** 本文抜粋 **
アニマトロニックのカエル、動きがなめらかで可愛い。ディズニーランドみたい。

展覧会タイトルと同じ名前の作品なので、グッズの帽子と記念撮影。

14. Arles(シリーズ絵画) 2025
ガンダーの父が1960年代に作ったスライドショー用タイトルをもとに、作家にとって思い出深い地名をキャンバスに描き出すシリーズ。
本作ではゴッホゆかりの〈アルル〉を淡い筆致で記し、記憶と場所の関係を絵画化しています。

15. すべてはカウントされている / Everything is counted 2021
展示ケースの床に落ちている極小アニマトロニック蚊が断続的に痙攣、しているそうなのですが、私が見ている間は特に動きませんでした。タイミングによるのかな?
生命のカウントダウンや数値化を象徴し、見落とされがちな存在へ目を向けさせます。

16. 時空からの離脱(ロンドン、マレ通り146番地) / Temporal Departures (146 Mare Street, London) 2024
鏡面ステンレスの実寸ドアに、実物元の落書きや掲示をバスレリーフで再現。
鑑賞者は自分を映す「今ここ」と、タイトルが示すロンドンの具体的住所との間で時間・空間を行き来する感覚を味わいます。

17. おばけには歯があるの?(答えばかり求める世界での問い) / Do ghosts have teeth? (Your questions in a world that only wants answers) 2025
ビリヤード球ほどの黒い樹脂球が展示ケース内一面に散在。
それぞれには子どもたちや友人が考えたユニークな質問文が白字で印刷され、新たな問いを加える余地も開かれています。
“答え至上主義”への静かな反論として、好奇心の球体が広がります。

「体に悪いってわかってるのに、なんでまたマクドナルド行っちゃうんだろう?」

「知ってる場所にまた行ったとき、それでも自分は観光客なのかな?」

「天国って、ほとんど年配の人でいっぱいなの?」

「映画館では、どっちのひじ掛けが自分のものか、どうやって判断するの?」わかる〜!笑
こんな感じで読むと結構面白くてずっと読んでしまう。

「孤独なまま、幸せでいられるの?」
エントランス前にある巨大ボールと同じ言葉が刻まれているボールもありました。

物体位置ラベル付けの項目:

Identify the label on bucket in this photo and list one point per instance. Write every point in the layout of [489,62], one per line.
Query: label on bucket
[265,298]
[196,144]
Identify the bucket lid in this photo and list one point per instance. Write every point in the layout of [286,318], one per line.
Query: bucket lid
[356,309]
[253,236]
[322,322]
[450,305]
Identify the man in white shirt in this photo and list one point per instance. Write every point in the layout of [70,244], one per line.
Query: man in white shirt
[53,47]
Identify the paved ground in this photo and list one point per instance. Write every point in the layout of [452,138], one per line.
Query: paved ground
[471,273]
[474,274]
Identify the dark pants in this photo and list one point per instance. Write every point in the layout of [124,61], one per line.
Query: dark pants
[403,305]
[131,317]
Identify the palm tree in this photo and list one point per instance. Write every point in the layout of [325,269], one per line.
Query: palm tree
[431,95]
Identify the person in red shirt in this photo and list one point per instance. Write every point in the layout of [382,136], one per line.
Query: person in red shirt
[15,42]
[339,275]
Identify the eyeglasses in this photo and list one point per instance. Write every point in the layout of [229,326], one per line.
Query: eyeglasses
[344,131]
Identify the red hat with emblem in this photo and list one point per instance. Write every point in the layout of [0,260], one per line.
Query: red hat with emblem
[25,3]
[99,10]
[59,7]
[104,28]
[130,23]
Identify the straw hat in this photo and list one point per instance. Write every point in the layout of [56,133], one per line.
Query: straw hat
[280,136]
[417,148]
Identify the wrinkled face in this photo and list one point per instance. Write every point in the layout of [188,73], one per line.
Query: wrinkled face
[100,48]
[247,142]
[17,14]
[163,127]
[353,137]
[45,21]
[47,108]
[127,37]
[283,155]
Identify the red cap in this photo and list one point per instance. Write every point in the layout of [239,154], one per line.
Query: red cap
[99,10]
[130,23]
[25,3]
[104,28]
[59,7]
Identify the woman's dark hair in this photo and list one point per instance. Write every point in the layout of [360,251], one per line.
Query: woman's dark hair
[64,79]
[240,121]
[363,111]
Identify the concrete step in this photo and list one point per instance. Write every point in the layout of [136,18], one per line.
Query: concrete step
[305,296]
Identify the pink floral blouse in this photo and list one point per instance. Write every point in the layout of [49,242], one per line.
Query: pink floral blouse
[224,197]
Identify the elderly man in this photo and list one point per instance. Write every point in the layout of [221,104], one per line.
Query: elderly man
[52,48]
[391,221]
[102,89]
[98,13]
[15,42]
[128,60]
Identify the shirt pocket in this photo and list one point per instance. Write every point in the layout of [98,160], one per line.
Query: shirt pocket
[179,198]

** 課題 **
a) 本文の内容と次の(i)〜(iii)が合っているか、それぞれ「はい」か「いいえ」で答え、決め手となる本文の語句をそのまま引用して添える。
(i) 「Arles」は、ガンダーの父が1970年代に作ったスライドショー用タイトルをもとにしている。
(ii) 「すべてはカウントされている」の蚊は、筆者が見ている間は特に動かなかった。
(iii) 「時空からの離脱」のドアは木製である。
b) 本文の「展覧会タイトルと同じ名前の作品なので、グッズの帽子と記念撮影。」から「行き来する感覚を味わいます。」までを、両端の語句も含めて一字一句そのまま引用してください。

** 解答 **
a)
(i) いいえ:「ガンダーの父が1960年代に作ったスライドショー用タイトルをもとに」
(ii) はい:「私が見ている間は特に動きませんでした」
(iii) いいえ:「鏡面ステンレスの実寸ドア」

b)
展覧会タイトルと同じ名前の作品なので、グッズの帽子と記念撮影。

14. Arles(シリーズ絵画) 2025
ガンダーの父が1960年代に作ったスライドショー用タイトルをもとに、作家にとって思い出深い地名をキャンバスに描き出すシリーズ。
本作ではゴッホゆかりの〈アルル〉を淡い筆致で記し、記憶と場所の関係を絵画化しています。

15. すべてはカウントされている / Everything is counted 2021
展示ケースの床に落ちている極小アニマトロニック蚊が断続的に痙攣、しているそうなのですが、私が見ている間は特に動きませんでした。タイミングによるのかな?
生命のカウントダウンや数値化を象徴し、見落とされがちな存在へ目を向けさせます。

16. 時空からの離脱(ロンドン、マレ通り146番地) / Temporal Departures (146 Mare Street, London) 2024
鏡面ステンレスの実寸ドアに、実物元の落書きや掲示をバスレリーフで再現。
鑑賞者は自分を映す「今ここ」と、タイトルが示すロンドンの具体的住所との間で時間・空間を行き来する感覚を味わいます。